• Data for this exercise
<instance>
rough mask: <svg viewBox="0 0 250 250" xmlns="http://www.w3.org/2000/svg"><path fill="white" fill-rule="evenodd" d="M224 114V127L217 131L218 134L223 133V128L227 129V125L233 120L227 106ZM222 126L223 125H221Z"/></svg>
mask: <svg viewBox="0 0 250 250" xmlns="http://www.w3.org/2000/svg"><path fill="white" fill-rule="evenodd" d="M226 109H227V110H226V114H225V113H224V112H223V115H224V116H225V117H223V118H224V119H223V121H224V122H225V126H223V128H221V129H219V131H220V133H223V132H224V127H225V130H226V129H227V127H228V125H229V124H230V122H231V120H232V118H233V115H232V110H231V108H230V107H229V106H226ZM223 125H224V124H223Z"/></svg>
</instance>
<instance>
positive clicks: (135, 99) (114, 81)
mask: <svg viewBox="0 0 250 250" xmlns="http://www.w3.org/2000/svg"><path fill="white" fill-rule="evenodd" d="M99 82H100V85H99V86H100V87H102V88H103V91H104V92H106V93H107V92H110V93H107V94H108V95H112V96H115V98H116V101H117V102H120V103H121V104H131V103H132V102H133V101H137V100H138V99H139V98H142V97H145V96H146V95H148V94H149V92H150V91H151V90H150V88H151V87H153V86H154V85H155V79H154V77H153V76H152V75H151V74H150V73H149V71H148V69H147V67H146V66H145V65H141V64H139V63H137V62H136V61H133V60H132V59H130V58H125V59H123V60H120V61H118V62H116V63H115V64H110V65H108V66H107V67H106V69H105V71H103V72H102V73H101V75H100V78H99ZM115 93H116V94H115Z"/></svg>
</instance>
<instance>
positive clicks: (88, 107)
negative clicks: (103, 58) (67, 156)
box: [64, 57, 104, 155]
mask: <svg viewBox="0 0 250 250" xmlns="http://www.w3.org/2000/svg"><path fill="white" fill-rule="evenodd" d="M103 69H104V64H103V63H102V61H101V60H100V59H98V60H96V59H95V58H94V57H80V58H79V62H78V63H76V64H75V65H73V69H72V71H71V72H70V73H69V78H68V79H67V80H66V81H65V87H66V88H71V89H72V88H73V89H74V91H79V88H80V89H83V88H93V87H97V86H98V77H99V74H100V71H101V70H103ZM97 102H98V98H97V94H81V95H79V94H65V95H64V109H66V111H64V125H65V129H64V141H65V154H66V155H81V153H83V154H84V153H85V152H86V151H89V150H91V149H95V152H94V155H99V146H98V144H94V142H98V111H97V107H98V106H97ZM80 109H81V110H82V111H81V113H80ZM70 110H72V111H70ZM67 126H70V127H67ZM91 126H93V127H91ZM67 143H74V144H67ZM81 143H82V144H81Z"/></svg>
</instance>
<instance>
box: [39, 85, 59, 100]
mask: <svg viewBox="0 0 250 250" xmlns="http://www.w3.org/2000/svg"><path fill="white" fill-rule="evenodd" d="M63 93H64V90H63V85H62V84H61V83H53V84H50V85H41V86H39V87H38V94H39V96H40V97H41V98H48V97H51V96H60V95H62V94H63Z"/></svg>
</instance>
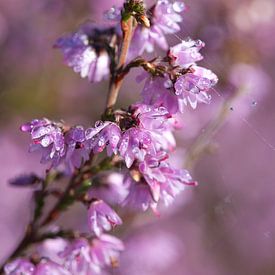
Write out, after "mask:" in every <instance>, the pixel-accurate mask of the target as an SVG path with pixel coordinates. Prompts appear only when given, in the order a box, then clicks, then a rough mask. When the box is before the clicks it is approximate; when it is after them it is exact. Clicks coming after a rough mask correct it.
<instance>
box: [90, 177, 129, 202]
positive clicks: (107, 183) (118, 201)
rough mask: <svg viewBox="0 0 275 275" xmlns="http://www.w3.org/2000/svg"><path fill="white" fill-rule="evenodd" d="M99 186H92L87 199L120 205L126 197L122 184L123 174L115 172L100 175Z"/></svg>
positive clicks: (96, 185) (123, 184) (127, 189)
mask: <svg viewBox="0 0 275 275" xmlns="http://www.w3.org/2000/svg"><path fill="white" fill-rule="evenodd" d="M97 178H99V181H100V184H98V185H93V186H92V187H91V188H90V190H89V198H97V199H100V200H103V201H105V202H107V203H108V204H114V205H116V204H120V203H121V202H122V201H123V200H124V199H125V197H126V196H127V195H128V189H127V188H126V186H125V185H124V184H123V174H122V173H117V172H107V173H101V174H100V175H99V176H98V177H96V178H95V179H94V181H96V180H97Z"/></svg>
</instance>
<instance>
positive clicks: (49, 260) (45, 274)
mask: <svg viewBox="0 0 275 275" xmlns="http://www.w3.org/2000/svg"><path fill="white" fill-rule="evenodd" d="M33 275H71V272H69V271H68V270H67V269H65V268H64V267H63V266H61V265H59V264H57V263H55V262H53V261H50V260H44V259H42V261H41V262H40V263H39V264H38V265H37V267H36V269H35V271H34V273H33Z"/></svg>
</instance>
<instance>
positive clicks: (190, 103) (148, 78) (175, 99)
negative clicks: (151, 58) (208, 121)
mask: <svg viewBox="0 0 275 275" xmlns="http://www.w3.org/2000/svg"><path fill="white" fill-rule="evenodd" d="M217 82H218V78H217V76H216V75H215V74H214V73H212V72H211V71H210V70H208V69H205V68H203V67H199V66H195V65H194V66H192V67H190V72H187V73H185V74H183V75H182V76H179V77H178V78H177V80H176V81H175V84H173V82H172V81H171V80H170V79H169V78H168V76H167V75H165V76H164V77H150V76H149V75H148V78H147V79H146V81H145V84H144V88H143V91H142V97H143V102H144V103H146V104H154V105H155V106H164V107H165V108H166V109H167V110H168V111H169V113H171V114H175V113H177V112H180V113H183V112H184V108H185V106H187V105H188V104H190V106H191V107H192V108H193V109H195V108H196V107H197V104H198V103H206V104H207V103H209V102H210V100H211V96H210V95H209V93H208V92H209V90H210V89H211V88H212V87H213V86H215V85H216V84H217Z"/></svg>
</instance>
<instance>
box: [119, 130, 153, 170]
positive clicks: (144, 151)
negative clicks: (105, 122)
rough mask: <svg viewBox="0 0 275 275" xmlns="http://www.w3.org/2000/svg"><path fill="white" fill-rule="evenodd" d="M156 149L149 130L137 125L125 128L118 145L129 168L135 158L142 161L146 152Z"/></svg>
mask: <svg viewBox="0 0 275 275" xmlns="http://www.w3.org/2000/svg"><path fill="white" fill-rule="evenodd" d="M156 150H157V148H156V144H155V143H154V142H153V141H152V137H151V135H150V132H149V131H147V130H144V129H141V128H139V127H132V128H130V129H128V130H126V131H125V132H124V134H123V136H122V138H121V142H120V145H119V153H120V155H121V156H122V157H123V158H124V160H125V163H126V166H127V168H130V167H131V166H132V164H133V163H134V161H135V160H140V161H142V160H143V159H144V156H145V155H146V153H148V152H152V153H153V152H155V151H156Z"/></svg>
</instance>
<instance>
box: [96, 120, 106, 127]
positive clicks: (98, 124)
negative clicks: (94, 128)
mask: <svg viewBox="0 0 275 275" xmlns="http://www.w3.org/2000/svg"><path fill="white" fill-rule="evenodd" d="M103 123H104V122H103V121H101V120H98V121H97V122H96V123H95V127H100V126H102V125H103Z"/></svg>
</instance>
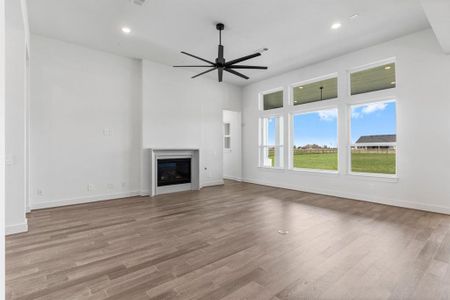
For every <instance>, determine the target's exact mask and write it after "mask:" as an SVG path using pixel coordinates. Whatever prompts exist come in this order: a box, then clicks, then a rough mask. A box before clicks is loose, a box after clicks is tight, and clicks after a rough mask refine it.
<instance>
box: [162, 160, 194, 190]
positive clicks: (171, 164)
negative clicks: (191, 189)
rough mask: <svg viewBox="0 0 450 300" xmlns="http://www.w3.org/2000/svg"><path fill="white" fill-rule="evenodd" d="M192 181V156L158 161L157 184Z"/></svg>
mask: <svg viewBox="0 0 450 300" xmlns="http://www.w3.org/2000/svg"><path fill="white" fill-rule="evenodd" d="M185 183H191V158H166V159H158V161H157V185H158V186H168V185H175V184H185Z"/></svg>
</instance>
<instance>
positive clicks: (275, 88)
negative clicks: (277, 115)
mask: <svg viewBox="0 0 450 300" xmlns="http://www.w3.org/2000/svg"><path fill="white" fill-rule="evenodd" d="M280 91H281V92H283V106H281V107H278V108H272V109H267V110H264V95H267V94H272V93H276V92H280ZM285 107H286V91H285V89H284V87H276V88H273V89H270V90H266V91H264V92H260V93H259V95H258V110H259V111H260V112H262V113H273V112H279V111H281V110H283V109H284V108H285Z"/></svg>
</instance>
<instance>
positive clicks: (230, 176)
mask: <svg viewBox="0 0 450 300" xmlns="http://www.w3.org/2000/svg"><path fill="white" fill-rule="evenodd" d="M223 179H228V180H234V181H242V178H241V177H234V176H223Z"/></svg>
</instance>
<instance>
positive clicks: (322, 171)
mask: <svg viewBox="0 0 450 300" xmlns="http://www.w3.org/2000/svg"><path fill="white" fill-rule="evenodd" d="M330 100H332V99H330ZM318 102H320V101H318ZM313 103H314V102H313ZM296 106H299V105H296ZM300 106H301V105H300ZM331 109H336V112H337V117H336V150H337V170H322V169H312V168H296V167H294V150H293V146H294V118H295V116H298V115H302V114H308V113H314V112H319V111H323V110H331ZM339 117H340V115H339V107H338V105H327V106H320V107H318V108H311V107H309V108H305V109H300V110H299V109H296V110H295V111H291V112H289V128H290V130H289V153H288V159H289V163H288V169H289V170H291V171H296V172H311V173H323V174H339Z"/></svg>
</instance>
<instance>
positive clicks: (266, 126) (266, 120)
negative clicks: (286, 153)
mask: <svg viewBox="0 0 450 300" xmlns="http://www.w3.org/2000/svg"><path fill="white" fill-rule="evenodd" d="M259 123H260V125H259V126H260V130H259V132H260V137H259V140H260V144H259V166H260V167H265V168H283V167H284V159H283V158H284V157H283V151H284V147H283V132H284V131H283V117H281V116H269V117H263V118H260V121H259Z"/></svg>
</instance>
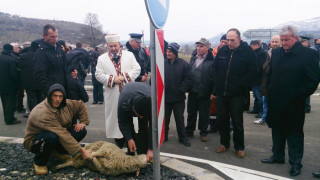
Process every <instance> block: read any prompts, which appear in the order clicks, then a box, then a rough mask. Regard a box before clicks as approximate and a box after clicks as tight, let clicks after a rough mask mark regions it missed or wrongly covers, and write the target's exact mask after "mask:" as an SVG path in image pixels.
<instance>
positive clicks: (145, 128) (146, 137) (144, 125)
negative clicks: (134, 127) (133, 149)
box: [127, 118, 151, 156]
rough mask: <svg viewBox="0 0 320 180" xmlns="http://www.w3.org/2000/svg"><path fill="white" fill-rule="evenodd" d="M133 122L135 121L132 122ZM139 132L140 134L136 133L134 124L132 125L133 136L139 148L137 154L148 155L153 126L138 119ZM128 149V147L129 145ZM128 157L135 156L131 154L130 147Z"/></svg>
mask: <svg viewBox="0 0 320 180" xmlns="http://www.w3.org/2000/svg"><path fill="white" fill-rule="evenodd" d="M132 122H133V121H132ZM138 126H139V130H138V133H136V132H135V130H134V126H133V123H132V124H131V135H132V139H133V140H134V142H135V144H136V147H137V154H146V153H147V152H148V144H149V126H151V124H149V123H148V121H147V120H146V119H145V118H143V119H140V118H139V119H138ZM127 147H128V145H127ZM128 155H132V156H134V155H135V154H134V152H130V150H129V147H128Z"/></svg>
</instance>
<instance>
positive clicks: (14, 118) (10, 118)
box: [0, 94, 16, 124]
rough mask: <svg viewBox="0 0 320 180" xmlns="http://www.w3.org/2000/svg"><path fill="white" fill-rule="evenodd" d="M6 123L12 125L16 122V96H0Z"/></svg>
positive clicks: (15, 95)
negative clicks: (14, 115) (15, 117)
mask: <svg viewBox="0 0 320 180" xmlns="http://www.w3.org/2000/svg"><path fill="white" fill-rule="evenodd" d="M0 95H1V102H2V109H3V115H4V121H5V123H6V124H11V123H12V122H14V121H15V118H14V112H15V111H16V94H0Z"/></svg>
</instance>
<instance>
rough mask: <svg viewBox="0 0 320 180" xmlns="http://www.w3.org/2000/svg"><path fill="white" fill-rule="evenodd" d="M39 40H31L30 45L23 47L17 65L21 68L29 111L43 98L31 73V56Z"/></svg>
mask: <svg viewBox="0 0 320 180" xmlns="http://www.w3.org/2000/svg"><path fill="white" fill-rule="evenodd" d="M39 41H40V40H36V41H33V42H32V43H31V47H28V48H26V49H24V50H23V53H22V54H21V56H20V60H19V61H18V67H19V68H20V70H21V82H22V87H23V88H24V89H25V90H26V93H27V102H28V107H29V109H30V111H32V109H33V108H34V107H35V106H36V105H37V104H39V103H40V102H41V100H42V99H44V98H45V97H43V94H42V93H41V89H40V87H39V86H37V85H36V84H35V81H34V74H33V73H34V61H33V56H34V53H35V52H36V51H37V49H38V47H39Z"/></svg>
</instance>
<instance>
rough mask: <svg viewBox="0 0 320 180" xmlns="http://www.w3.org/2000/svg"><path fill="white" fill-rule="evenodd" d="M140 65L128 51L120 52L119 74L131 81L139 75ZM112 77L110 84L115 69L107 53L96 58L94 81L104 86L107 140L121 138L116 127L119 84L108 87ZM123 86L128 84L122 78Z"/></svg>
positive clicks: (120, 134)
mask: <svg viewBox="0 0 320 180" xmlns="http://www.w3.org/2000/svg"><path fill="white" fill-rule="evenodd" d="M140 69H141V68H140V65H139V63H138V62H137V61H136V59H135V57H134V55H133V54H132V53H131V52H129V51H125V50H123V51H122V57H121V73H122V74H125V73H128V75H129V77H130V79H131V81H130V82H134V80H135V79H136V78H137V77H138V76H139V74H140ZM111 75H113V78H112V81H111V84H113V82H114V78H115V77H116V76H117V72H116V69H115V67H114V65H113V63H112V61H111V60H110V58H109V55H108V53H105V54H103V55H101V56H100V57H99V58H98V64H97V67H96V74H95V76H96V79H97V80H98V81H99V82H101V83H102V84H103V85H104V86H105V95H104V102H105V121H106V136H107V138H122V137H123V135H122V133H121V131H120V129H119V125H118V115H117V113H118V99H119V95H120V92H119V84H115V86H114V87H112V86H111V87H110V86H108V81H109V77H110V76H111ZM124 79H125V80H124V85H125V84H126V83H128V79H127V78H126V77H125V76H124Z"/></svg>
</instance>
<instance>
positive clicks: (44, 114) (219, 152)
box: [0, 24, 320, 177]
mask: <svg viewBox="0 0 320 180" xmlns="http://www.w3.org/2000/svg"><path fill="white" fill-rule="evenodd" d="M142 36H143V34H137V33H131V34H130V39H129V40H128V42H127V43H126V44H125V49H126V50H124V49H123V47H124V46H123V45H122V44H121V43H120V36H118V35H116V34H109V35H107V36H106V37H105V39H106V46H107V48H108V52H106V53H99V49H98V48H95V49H94V48H92V49H91V50H90V51H89V52H88V51H86V50H85V49H83V48H82V44H81V43H77V44H76V48H75V49H71V48H69V47H68V46H67V45H66V42H64V41H62V40H59V41H57V38H58V29H57V28H56V27H55V26H53V25H50V24H48V25H46V26H44V27H43V38H42V39H39V40H35V41H33V42H32V43H31V44H30V47H27V48H25V49H23V50H22V51H21V52H20V53H19V50H16V48H15V46H17V45H16V44H5V45H4V46H3V50H2V53H1V55H0V85H1V87H0V93H1V102H2V105H3V112H4V120H5V123H6V124H7V125H11V124H18V123H21V121H20V120H17V119H16V118H15V117H14V113H15V111H18V112H24V111H25V110H24V109H23V105H22V107H21V104H22V100H21V97H22V98H23V95H24V90H25V91H26V94H27V107H28V109H29V112H30V114H26V116H29V118H28V124H27V127H26V135H25V141H24V146H25V148H26V149H27V150H28V151H30V152H32V153H34V154H35V158H34V167H35V171H36V174H47V173H48V169H47V167H46V164H47V163H48V161H49V158H50V156H54V155H55V154H65V153H69V154H70V155H73V154H75V153H81V154H82V156H83V158H84V159H87V158H90V153H91V152H90V151H87V150H86V149H85V148H83V147H82V146H81V144H79V142H80V141H81V140H82V139H83V138H84V137H85V136H86V134H87V131H86V129H85V127H86V126H87V125H89V123H90V121H89V117H88V113H87V108H86V106H85V104H84V103H85V102H88V99H89V98H88V94H87V92H86V90H85V89H84V84H85V78H86V76H87V73H88V70H89V69H90V71H91V73H92V85H93V104H105V124H106V137H107V138H114V140H115V144H116V145H117V146H118V147H119V148H123V147H124V146H127V147H128V154H130V155H134V154H136V153H138V154H146V155H147V160H148V161H151V160H152V158H153V151H152V137H151V132H152V129H151V86H150V84H151V83H152V82H151V81H150V78H149V77H150V69H151V68H150V58H149V52H148V50H147V49H146V48H143V47H142V46H141V43H142V41H141V38H142ZM165 44H166V46H165V62H164V70H165V139H164V142H167V141H169V138H168V132H169V123H170V117H171V114H172V112H173V115H174V119H175V122H176V127H177V134H178V139H179V143H181V144H182V145H184V146H191V142H190V141H189V140H188V138H192V137H193V136H194V132H195V130H196V127H198V129H199V133H200V141H202V142H207V141H208V133H209V132H210V131H211V132H215V131H218V132H219V135H220V144H221V145H220V146H219V147H217V148H216V152H217V153H224V152H225V151H227V150H228V149H229V148H230V138H231V135H230V134H231V131H233V143H234V149H235V151H236V156H237V157H238V158H243V157H244V156H245V151H244V150H245V139H244V127H243V113H244V112H245V111H247V113H249V114H256V115H255V117H256V118H258V120H256V121H254V123H256V124H264V123H267V124H268V126H269V127H270V128H271V129H272V142H273V147H272V155H271V156H270V157H269V158H267V159H263V160H262V163H269V164H273V163H284V162H285V152H284V150H285V144H286V142H287V144H288V155H289V163H290V165H291V170H290V172H289V174H290V175H291V176H297V175H299V174H300V171H301V168H302V164H301V160H302V157H303V146H304V144H303V142H304V134H303V126H304V119H305V113H309V112H310V110H311V106H310V95H311V94H312V93H313V92H314V91H315V90H316V89H317V87H318V84H319V81H320V68H319V54H320V51H319V50H320V48H319V47H320V38H319V39H316V40H315V45H314V46H311V45H310V41H309V39H308V37H300V38H299V36H298V29H297V28H296V27H294V26H291V25H287V26H283V27H282V28H281V29H280V30H279V35H276V36H273V37H272V38H271V39H270V43H269V49H268V50H266V51H265V50H263V49H262V42H261V41H260V40H252V41H251V42H250V44H248V43H247V42H245V41H243V40H241V34H240V31H239V30H238V29H235V28H232V29H229V30H228V31H227V32H226V34H225V35H223V36H222V37H221V39H220V44H219V45H218V46H217V47H216V48H214V49H212V48H211V44H210V42H209V41H208V40H207V39H206V38H201V39H200V40H199V41H197V42H196V43H195V46H196V49H195V51H194V52H193V54H192V56H191V59H190V61H189V62H187V61H186V60H184V59H181V58H179V48H180V45H179V44H177V43H175V42H171V43H166V42H165ZM250 91H252V93H253V97H254V106H253V108H252V110H250V111H249V105H250ZM186 94H187V95H188V96H186ZM186 98H187V113H188V116H187V120H186V122H187V124H186V125H185V119H184V111H185V105H186V104H185V101H186ZM115 105H116V106H115ZM212 115H215V116H216V118H215V119H211V117H212ZM197 121H198V124H197ZM314 176H315V177H320V173H316V172H315V173H314Z"/></svg>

• What to produce
Could you reproduce, exactly, every line above from the line with "negative clicks: (14, 115) (15, 117)" to the line with "positive clicks: (44, 114) (219, 152)", and no other line? Both ends count.

• Task response
negative clicks: (14, 115) (15, 117)
mask: <svg viewBox="0 0 320 180" xmlns="http://www.w3.org/2000/svg"><path fill="white" fill-rule="evenodd" d="M0 95H1V102H2V109H3V115H4V121H5V123H6V124H11V123H12V122H14V121H15V118H14V112H15V111H16V94H0Z"/></svg>
</instance>
<instance>
rough mask: <svg viewBox="0 0 320 180" xmlns="http://www.w3.org/2000/svg"><path fill="white" fill-rule="evenodd" d="M39 40H31L30 45L23 47L17 65L21 68L29 111L43 98L31 73V56Z"/></svg>
mask: <svg viewBox="0 0 320 180" xmlns="http://www.w3.org/2000/svg"><path fill="white" fill-rule="evenodd" d="M39 41H40V40H36V41H33V42H32V43H31V47H28V48H26V49H24V50H23V53H22V54H21V56H20V60H19V61H18V67H19V68H20V70H21V82H22V87H23V88H24V89H25V90H26V93H27V102H28V107H29V109H30V111H32V109H33V108H34V107H35V106H36V105H37V104H39V103H40V102H41V100H42V99H44V98H45V97H43V94H42V93H41V89H40V87H39V86H37V85H36V84H35V81H34V74H33V73H34V61H33V56H34V53H35V52H36V51H37V49H38V47H39Z"/></svg>
</instance>
<instance>
rough mask: <svg viewBox="0 0 320 180" xmlns="http://www.w3.org/2000/svg"><path fill="white" fill-rule="evenodd" d="M140 65L128 51L120 52L119 74L131 81L139 75ZM112 77L110 84L115 69L107 53L96 58L94 81L104 86L107 140L121 138L116 127L119 84L108 87ZM123 86L128 84L122 78Z"/></svg>
positive clicks: (120, 134)
mask: <svg viewBox="0 0 320 180" xmlns="http://www.w3.org/2000/svg"><path fill="white" fill-rule="evenodd" d="M140 69H141V68H140V65H139V63H138V62H137V61H136V59H135V57H134V55H133V54H132V53H131V52H129V51H125V50H123V51H122V57H121V73H122V74H125V73H128V75H129V77H130V79H131V81H130V82H134V80H135V79H136V78H137V77H138V76H139V74H140ZM111 75H113V78H112V81H111V84H113V82H114V78H115V77H116V76H117V72H116V69H115V67H114V65H113V63H112V61H111V60H110V58H109V55H108V53H105V54H103V55H101V56H100V57H99V58H98V64H97V67H96V74H95V76H96V79H97V80H98V81H99V82H101V83H102V84H103V85H104V86H105V95H104V102H105V121H106V136H107V138H122V137H123V135H122V133H121V131H120V129H119V125H118V115H117V113H118V99H119V95H120V92H119V84H115V86H114V87H112V86H111V87H110V86H108V81H109V77H110V76H111ZM124 79H125V80H124V85H125V84H126V83H128V79H127V78H126V77H125V76H124Z"/></svg>
</instance>
<instance>
positive clicks: (44, 114) (219, 152)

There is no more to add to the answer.